**** Provided material ****
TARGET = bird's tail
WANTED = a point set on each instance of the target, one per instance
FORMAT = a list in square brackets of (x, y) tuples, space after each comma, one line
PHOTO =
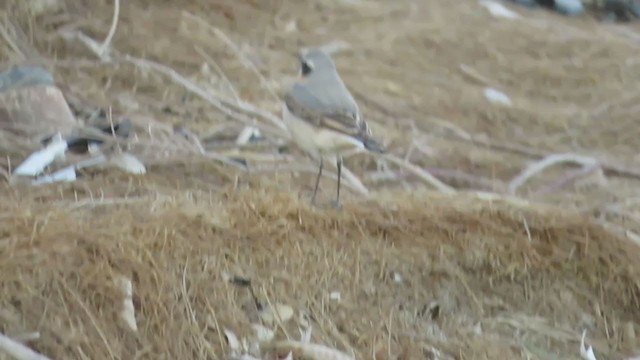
[(372, 145)]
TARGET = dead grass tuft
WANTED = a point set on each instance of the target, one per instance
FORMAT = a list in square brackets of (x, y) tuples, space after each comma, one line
[(487, 267)]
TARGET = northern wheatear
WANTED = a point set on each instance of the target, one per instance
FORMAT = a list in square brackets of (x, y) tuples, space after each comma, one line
[(323, 117)]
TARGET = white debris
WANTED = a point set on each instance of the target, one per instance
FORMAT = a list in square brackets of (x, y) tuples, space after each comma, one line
[(496, 96), (498, 10), (40, 159), (586, 353), (397, 278), (246, 135), (67, 174), (128, 163), (128, 311)]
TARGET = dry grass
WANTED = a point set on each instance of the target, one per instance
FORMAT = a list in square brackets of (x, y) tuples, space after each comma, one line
[(510, 278)]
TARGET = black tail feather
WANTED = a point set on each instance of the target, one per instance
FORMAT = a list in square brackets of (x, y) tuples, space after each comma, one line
[(372, 145)]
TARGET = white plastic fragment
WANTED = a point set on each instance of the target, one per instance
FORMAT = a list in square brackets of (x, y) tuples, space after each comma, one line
[(263, 333), (128, 163), (498, 10), (128, 311), (233, 341), (586, 353), (17, 350), (247, 133), (496, 96), (66, 174), (305, 335), (37, 161), (282, 312), (397, 278)]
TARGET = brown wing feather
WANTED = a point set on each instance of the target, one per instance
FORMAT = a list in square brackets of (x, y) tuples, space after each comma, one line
[(342, 122)]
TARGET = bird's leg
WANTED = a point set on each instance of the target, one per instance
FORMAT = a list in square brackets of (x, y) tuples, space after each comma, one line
[(315, 190), (339, 165)]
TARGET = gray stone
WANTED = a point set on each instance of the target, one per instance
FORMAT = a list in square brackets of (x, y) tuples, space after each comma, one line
[(24, 76), (569, 7)]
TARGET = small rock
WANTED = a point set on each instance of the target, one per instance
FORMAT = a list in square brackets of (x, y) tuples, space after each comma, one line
[(31, 107), (569, 7), (282, 312)]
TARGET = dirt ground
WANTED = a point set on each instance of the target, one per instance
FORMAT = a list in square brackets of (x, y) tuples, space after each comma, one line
[(475, 273)]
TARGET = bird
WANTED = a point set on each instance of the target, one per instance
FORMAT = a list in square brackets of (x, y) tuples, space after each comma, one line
[(322, 116)]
****
Starting at the line above that contains "TARGET = dirt ground" and stopping after the line that contains "[(475, 273)]", write those lines out again with their requests, multiplying each point coordinate in the answers by 0.95 and rounding to whole numbers, halves up. Leave the requests and their format samples unchanged.

# [Task solution]
TARGET = dirt ground
WANTED = a point set on each instance of the target, one per instance
FORMAT = a list in square brackets of (x, y) tuples, space after each comma, one line
[(451, 259)]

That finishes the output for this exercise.